### IL COMPITO
Prosegui l'articolo su Richard Harris, riprendendo subito dopo l'ultima frase riportata.

### TESTO DI PARTENZA
┄┄┄┄┄┄

ROMA – Uno spaccato schietto e rivelatore della vita privata e della carriera pubblica di Richard Harris, ovvero uno degli attori più straordinari della sua generazione se non il più straordinario interprete che l’Irlanda abbia mai prodotto. The Ghost of Richard Harris di Adrian Sibley è molto più di un documentario, è un viaggio che esplora il carattere complesso e contraddittorio dell’attore dall’immagine infernale (hellraiser il suo soprannome), famoso per il suo stile di vita sregolato dentro e fuori lo schermo. Classe 1930, nato a Limerick, fu capace di portare una presenza intensa ed elettrica sia sul palcoscenico che sullo schermo, in una carriera che ha attraversato cinque decenni e molti generi diversi. Un esempio? Nel 1964 recitò in Deserto Rosso di Michelangelo Antonioni, Leone d’Oro alla Mostra di di Venezia nonché Palma d’oro a Cannes a Harris nello stesso anno.

Venne però candidato agli Oscar (solo) due volte: per Io sono un campione di Lindsay Anderson nel 1963 e poi di nuovo per Il campo di Jim Sheridan nel 1990, ma senza mai vincerlo. Nel mezzo performance straordinarie tra Gli eroi di Telemark, Sierra Charriba, La Bibbia, Uomo bianco va’ col tuo Dio, Robin e Marian, Cassandra Crossing, l’intramontabile I 4 dell’Oca Selvaggia. E poi ancora I cannoni di Navarone, Gli ammutinati del Bounty, Giochi di potere, Gli spietati e Il gladiatore. Un opus filmico da leggenda il suo, ritrovandosi a lavorare con titani della regia come Lewis Milestone e Carol Reed, Anthony Mann, George Roy Hill, Sam Peckinpah, John Huston, Samuel Fuller, Clint Eastwood e Ridley Scott, giusto per citarne alcuni.

┄┄┄┄┄┄

Elenco delle annotazioni di rilevamento
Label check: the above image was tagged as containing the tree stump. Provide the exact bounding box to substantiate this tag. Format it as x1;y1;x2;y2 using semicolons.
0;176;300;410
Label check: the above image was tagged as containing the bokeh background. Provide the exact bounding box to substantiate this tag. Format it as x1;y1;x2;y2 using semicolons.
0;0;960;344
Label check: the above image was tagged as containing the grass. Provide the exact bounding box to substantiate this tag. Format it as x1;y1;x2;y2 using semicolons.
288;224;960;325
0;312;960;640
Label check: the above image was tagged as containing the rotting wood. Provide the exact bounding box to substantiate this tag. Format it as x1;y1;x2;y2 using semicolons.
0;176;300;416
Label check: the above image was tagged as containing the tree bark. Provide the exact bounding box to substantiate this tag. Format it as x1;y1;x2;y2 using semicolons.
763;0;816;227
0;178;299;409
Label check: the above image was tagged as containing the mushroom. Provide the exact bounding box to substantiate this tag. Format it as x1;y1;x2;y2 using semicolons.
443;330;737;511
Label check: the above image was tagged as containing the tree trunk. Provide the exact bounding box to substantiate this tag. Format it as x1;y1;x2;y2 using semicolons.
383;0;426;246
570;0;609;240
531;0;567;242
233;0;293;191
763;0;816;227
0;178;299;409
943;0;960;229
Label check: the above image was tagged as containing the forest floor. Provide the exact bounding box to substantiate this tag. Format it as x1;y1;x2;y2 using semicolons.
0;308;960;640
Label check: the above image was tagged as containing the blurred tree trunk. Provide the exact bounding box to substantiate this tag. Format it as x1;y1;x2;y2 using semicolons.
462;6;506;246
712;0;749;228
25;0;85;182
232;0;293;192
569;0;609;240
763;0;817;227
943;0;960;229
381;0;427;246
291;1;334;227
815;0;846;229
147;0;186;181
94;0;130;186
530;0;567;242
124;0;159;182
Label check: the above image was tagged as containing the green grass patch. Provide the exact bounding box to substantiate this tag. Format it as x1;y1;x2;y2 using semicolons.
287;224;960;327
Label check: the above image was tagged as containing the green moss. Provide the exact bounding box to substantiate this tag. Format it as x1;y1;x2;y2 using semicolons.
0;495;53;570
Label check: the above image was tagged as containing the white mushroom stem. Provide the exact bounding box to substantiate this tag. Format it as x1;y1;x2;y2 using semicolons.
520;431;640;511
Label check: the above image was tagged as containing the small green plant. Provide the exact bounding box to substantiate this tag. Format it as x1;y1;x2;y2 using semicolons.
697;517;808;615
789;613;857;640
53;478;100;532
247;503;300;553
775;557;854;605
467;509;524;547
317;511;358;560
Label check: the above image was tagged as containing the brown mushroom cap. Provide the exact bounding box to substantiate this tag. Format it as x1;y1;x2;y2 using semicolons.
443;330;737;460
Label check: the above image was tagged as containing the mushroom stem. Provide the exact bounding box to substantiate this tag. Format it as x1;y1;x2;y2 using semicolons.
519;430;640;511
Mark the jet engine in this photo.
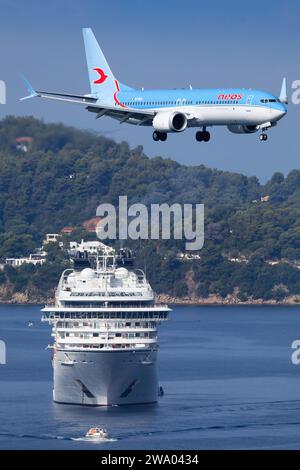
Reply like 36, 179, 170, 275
152, 112, 187, 132
227, 124, 259, 134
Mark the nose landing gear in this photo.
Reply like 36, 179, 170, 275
195, 128, 210, 142
259, 132, 268, 141
152, 131, 168, 142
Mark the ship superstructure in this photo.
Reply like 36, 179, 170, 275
42, 244, 170, 405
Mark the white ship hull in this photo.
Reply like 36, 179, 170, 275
53, 350, 158, 406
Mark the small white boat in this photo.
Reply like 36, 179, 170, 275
85, 427, 108, 439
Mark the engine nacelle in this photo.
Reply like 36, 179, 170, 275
152, 111, 187, 132
227, 124, 259, 134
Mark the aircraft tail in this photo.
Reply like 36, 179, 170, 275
82, 28, 132, 101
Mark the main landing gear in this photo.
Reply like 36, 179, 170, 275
152, 131, 167, 142
259, 132, 268, 141
196, 128, 210, 142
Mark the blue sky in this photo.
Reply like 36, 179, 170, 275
0, 0, 300, 181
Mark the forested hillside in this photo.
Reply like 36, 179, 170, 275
0, 117, 300, 300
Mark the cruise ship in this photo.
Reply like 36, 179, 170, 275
42, 243, 170, 406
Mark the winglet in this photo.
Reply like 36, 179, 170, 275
279, 77, 289, 104
20, 75, 38, 101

┄┄┄┄┄┄

### RISPOSTA
Infine, e qui lo ricorderanno i più giovani, Harry Potter con il dittico La pietra filosofale/La camera dei segreti, suo il volto e il corpo del primo Albus Silente prima della scomparsa il 25 ottobre 2002, all’età di 72 anni. Motivo? Complicazioni da linfoma di Hodgkin, così recitava il referto. Il ruolo di Silente passò poi nelle mani di Michael Gambon, dopo che per mesi si chiacchierò di Peter O’Toole (Lawrence d’Arabia) che di Harris fu amico fraterno (e lo potete vedere nella clip qui sotto). Ecco, The Ghost of Richard Harris parte proprio da qui, dal sapiente lavoro di ricostruzione di Sibley fatto partendo dai nastri inediti delle interviste al giornalista irlandese Joe Jackson, dai contributi di Vanessa Redgrave, Jim Sheridan e Russell Crowe e dalle testimonianze appassionate dei suoi tre figli: Damian, Jamie e soprattutto Jared, interprete sopraffino (ricordate Mad Men?) che più di tutti si avvicina alla grandezza artistica del padre Richard.

Il fantasma del titolo scelto da Sibley – The Ghost of Richard Harris – è lui, ovvero questo individuo complesso che è stato attore, poeta e perfino musicista (nel 1973 vinse anche un Grammy Award per Jonathan Livingston Seagull, un album parlato) che torna in vita ad infestare le persone e i luoghi che gli erano cari con la sua aura magnetica capace di sopravvivere anche alle memorie del tempo e alla memoria. Su diretta ammissione di Sibley infatti l’idea alla base era diversa da quella di altri documentari: «Non volevo fare un film biografico prevedibile su Richard Harris perché era tutt’altro che prevedibile. Quello che mi interessava era cercare di capire chi fosse veramente attraverso le sue stesse parole oltre che attraverso gli occhi dei suoi figli».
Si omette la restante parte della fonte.